[Start of PAGE EXTRACT]

22.4.3 Lessor shall be entitled to recover all money payable to Lessee
related to the operation and use of the Property.
22.5 Option to Terminate
Lessee shall have the option to terminate the Lease upon giving the Lessor
written notice at least three hundred sixty -five (365) calendar days prior to a
rxaya
lease termination date which termination shall take effect on that lease
termination date.
22.6 Waiver of Consequential Damages
Lessee acknowledges that Lessor would not enter into this Lease if it were to be
liable for consequential damages or loss of goodwill under, or relating to, this
Lease or any of the matters referred to in this Lease, including, without limitation,
any and all plans, permits, licenses or regulatory approvals, and CEQA
documents. Accordingly, Lessee covenants and agrees on behalf of itself and its
successors and assigns, not to sue Lessor (either in its capacity as lessor in this
Lease or in its capacity as the City of Newport Beach) for consequential
damages, or loss of goodwill for: (i) any breach of this Lease by Lessor; (ii) any
dispute, controversy, or issue between Lessor and Lessee arising out of or
connected with this Lease; or (iii) any of the matters referred to in this Lease,
including, without limitation, any and all plans, permits, licenses or regulatory
approvals, CEQA documents, or any future amendments or enactments thereto.

[End of PAGE EXTRACT]
[Start of SUPPLIED RECORDS]

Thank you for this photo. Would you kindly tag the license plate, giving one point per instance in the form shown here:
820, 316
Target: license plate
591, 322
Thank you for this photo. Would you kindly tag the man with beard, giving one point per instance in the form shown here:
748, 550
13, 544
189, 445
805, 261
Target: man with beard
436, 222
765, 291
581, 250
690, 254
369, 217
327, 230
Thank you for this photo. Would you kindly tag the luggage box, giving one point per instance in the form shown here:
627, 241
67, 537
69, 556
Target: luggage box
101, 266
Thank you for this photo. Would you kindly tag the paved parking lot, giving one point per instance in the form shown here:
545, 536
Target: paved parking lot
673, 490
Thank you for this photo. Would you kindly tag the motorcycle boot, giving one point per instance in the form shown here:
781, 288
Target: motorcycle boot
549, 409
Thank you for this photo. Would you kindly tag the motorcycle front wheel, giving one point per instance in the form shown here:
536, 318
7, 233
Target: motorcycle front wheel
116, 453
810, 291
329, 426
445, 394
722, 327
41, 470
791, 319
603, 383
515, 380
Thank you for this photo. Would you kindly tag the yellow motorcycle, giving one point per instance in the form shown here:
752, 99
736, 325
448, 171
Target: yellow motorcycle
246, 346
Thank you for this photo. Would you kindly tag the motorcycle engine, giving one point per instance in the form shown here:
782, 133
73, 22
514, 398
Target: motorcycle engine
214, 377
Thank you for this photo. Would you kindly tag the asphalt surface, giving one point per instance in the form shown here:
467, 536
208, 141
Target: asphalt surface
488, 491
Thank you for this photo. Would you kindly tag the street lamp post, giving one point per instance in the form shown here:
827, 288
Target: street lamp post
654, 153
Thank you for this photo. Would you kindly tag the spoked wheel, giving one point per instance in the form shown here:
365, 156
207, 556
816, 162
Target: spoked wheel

[End of SUPPLIED RECORDS]

**TASK PROMPT**
According to the lease excerpt, in which two capacities does Lessee agree not to sue Lessor for consequential damages? The records have nothing to do with what follows.

**RESPONSE**
As lessor in the Lease and as the City of Newport Beach.